Fragmento de texto:
▬▬▬

Muchas monterías a sus espaldas, miles diría yo, Manolillo fue un hombre singular, tanto por su atuendo, como por su carácter. Haciendo gala de serrano de Huelva, no dejaba atrás sus zahonas, su pañuelo en la cabeza y una chivata, por si acaso. Hombre de pocas palabras, pero certeras, como son la gente antigua de campo. Antes no se hablaba tanto como ahora. Lo preciso y muy sentido, pero sin que se note.

En tu despedida estábamos muchos de los que sentíamos, y aún sentimos, un profundo afecto y respeto por tu persona. A otros les pilló por sorpresa tu marcha el pasado 31 de enero y no pudieron estar allí contigo, en aquella tarde tan templada en la que hasta el frío y el viento se dieron un descanso para verte ir. Hasta el aire quería despedirse de ti. Y te fuiste como si no quisieras ver el último mes de la temporada montera. Como si te hubieras querido marchar tú antes de que se acabase el ir y venir de perros. Tantos madrugones, sofocones y disgustos que nos ponen a prueba a los rehaleros, que sólo tienen como pago el reconocimiento de algún buen montero que valore una faena bonita. Ésas que sólo se ven desde los puestos, si el que lo ocupa sabe verlas y quiere fijarse.

▬▬▬

Datos extraídos:

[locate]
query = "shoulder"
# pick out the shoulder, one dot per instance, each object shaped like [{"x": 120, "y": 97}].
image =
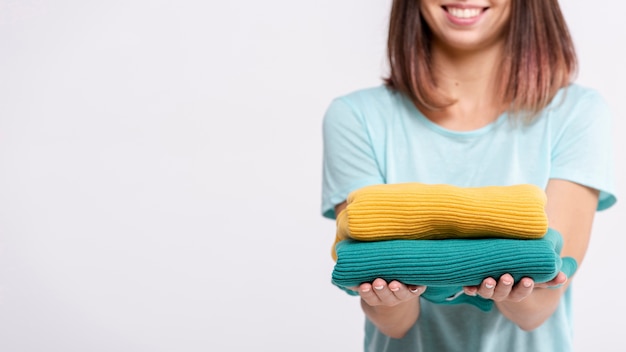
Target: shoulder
[
  {"x": 365, "y": 107},
  {"x": 369, "y": 98},
  {"x": 576, "y": 96}
]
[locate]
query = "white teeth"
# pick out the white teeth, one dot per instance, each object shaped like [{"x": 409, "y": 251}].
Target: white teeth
[{"x": 463, "y": 13}]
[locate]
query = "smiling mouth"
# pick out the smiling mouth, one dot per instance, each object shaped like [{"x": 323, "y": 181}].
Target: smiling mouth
[{"x": 464, "y": 12}]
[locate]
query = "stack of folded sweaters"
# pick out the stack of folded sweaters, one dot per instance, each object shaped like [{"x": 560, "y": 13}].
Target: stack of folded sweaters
[{"x": 446, "y": 237}]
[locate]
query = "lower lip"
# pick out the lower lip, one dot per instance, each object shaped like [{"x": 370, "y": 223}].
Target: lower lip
[{"x": 465, "y": 21}]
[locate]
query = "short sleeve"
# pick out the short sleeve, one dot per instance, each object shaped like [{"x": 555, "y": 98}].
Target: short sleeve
[
  {"x": 349, "y": 159},
  {"x": 583, "y": 150}
]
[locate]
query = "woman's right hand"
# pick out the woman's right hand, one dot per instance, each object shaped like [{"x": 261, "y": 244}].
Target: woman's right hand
[{"x": 380, "y": 293}]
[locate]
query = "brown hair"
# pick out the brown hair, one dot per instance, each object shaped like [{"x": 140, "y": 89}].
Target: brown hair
[{"x": 539, "y": 56}]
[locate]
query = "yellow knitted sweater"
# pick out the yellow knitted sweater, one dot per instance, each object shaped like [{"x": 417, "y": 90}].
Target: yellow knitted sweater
[{"x": 427, "y": 211}]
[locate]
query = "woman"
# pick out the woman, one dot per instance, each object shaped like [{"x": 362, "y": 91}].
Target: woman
[{"x": 479, "y": 93}]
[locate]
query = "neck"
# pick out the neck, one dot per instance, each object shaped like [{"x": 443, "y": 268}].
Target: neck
[{"x": 471, "y": 80}]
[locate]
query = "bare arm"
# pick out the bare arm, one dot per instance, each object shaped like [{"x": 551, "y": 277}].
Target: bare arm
[
  {"x": 393, "y": 307},
  {"x": 570, "y": 209}
]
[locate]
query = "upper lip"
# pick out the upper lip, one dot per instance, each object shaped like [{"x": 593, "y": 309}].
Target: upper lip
[{"x": 464, "y": 6}]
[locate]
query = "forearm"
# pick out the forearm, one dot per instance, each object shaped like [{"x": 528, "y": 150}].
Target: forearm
[{"x": 393, "y": 321}]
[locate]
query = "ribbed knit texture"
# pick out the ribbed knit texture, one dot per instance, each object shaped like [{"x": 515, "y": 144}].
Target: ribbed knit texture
[
  {"x": 426, "y": 211},
  {"x": 445, "y": 266}
]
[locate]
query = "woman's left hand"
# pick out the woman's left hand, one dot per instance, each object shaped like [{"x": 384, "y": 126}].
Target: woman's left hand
[{"x": 504, "y": 289}]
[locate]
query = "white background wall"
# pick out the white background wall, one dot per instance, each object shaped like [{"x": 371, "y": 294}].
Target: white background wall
[{"x": 160, "y": 173}]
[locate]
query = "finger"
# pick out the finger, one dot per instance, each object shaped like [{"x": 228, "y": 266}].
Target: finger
[
  {"x": 366, "y": 291},
  {"x": 522, "y": 290},
  {"x": 503, "y": 288},
  {"x": 471, "y": 290},
  {"x": 487, "y": 288},
  {"x": 384, "y": 293},
  {"x": 405, "y": 292}
]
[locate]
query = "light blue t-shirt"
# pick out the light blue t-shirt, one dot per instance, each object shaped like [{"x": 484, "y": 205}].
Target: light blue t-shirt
[{"x": 377, "y": 136}]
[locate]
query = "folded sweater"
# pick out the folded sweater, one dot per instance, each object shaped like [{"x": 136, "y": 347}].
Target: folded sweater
[
  {"x": 445, "y": 266},
  {"x": 427, "y": 211}
]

▬▬▬

Instrucciones:
(1) ¿Qué líneas de los registros contienen la cadena "mouth"? Extráelas todas, teniendo en cuenta que las mayúsculas y minúsculas cuentan.
(2) Retoma el texto sobre Manolillo y prosíguelo a partir de su última frase.
El texto y los registros no guardan relación alguna entre sí.

Resultados por tarea:
(1)
query = "smiling mouth"
# pick out the smiling mouth, one dot per instance, each object shaped like [{"x": 323, "y": 181}].
Target: smiling mouth

(2)
Porque es verdad que a los aficionados se nos quiebra el alma cuando, echada la veda, vamos el primer día a la perrera y esos animales, compañeros nuestros, nos miran a los ojos pidiendo un ratito de campo. Qué pronto se enteran de que les espera una larga temporada en el corral sin oler las jaras. Este año no has querido que te diera ese pellizco el corazón. Los demás tendremos que vivir ese ritual y soportar la espera hasta la temporada siguiente a base de recuerdos, en esas reuniones nuestras en las que, como chiquillos, cada uno puja por su perro como el mejor del mundo o presume de haber hecho más monterías que nadie, sea como sea. Como si eso fuese lo más importante, cuando, en realidad, lo importante es hacer las cosas bien en esta vida, no perjudicar a nadie y dejar un buen recuerdo a los que se quedan como has hecho tú, que te has ido con la cabeza muy alta, como la llevaste toda la vida. Por algo tienes el título de Rehalero de Honor.

¡Con Dios, Manuel!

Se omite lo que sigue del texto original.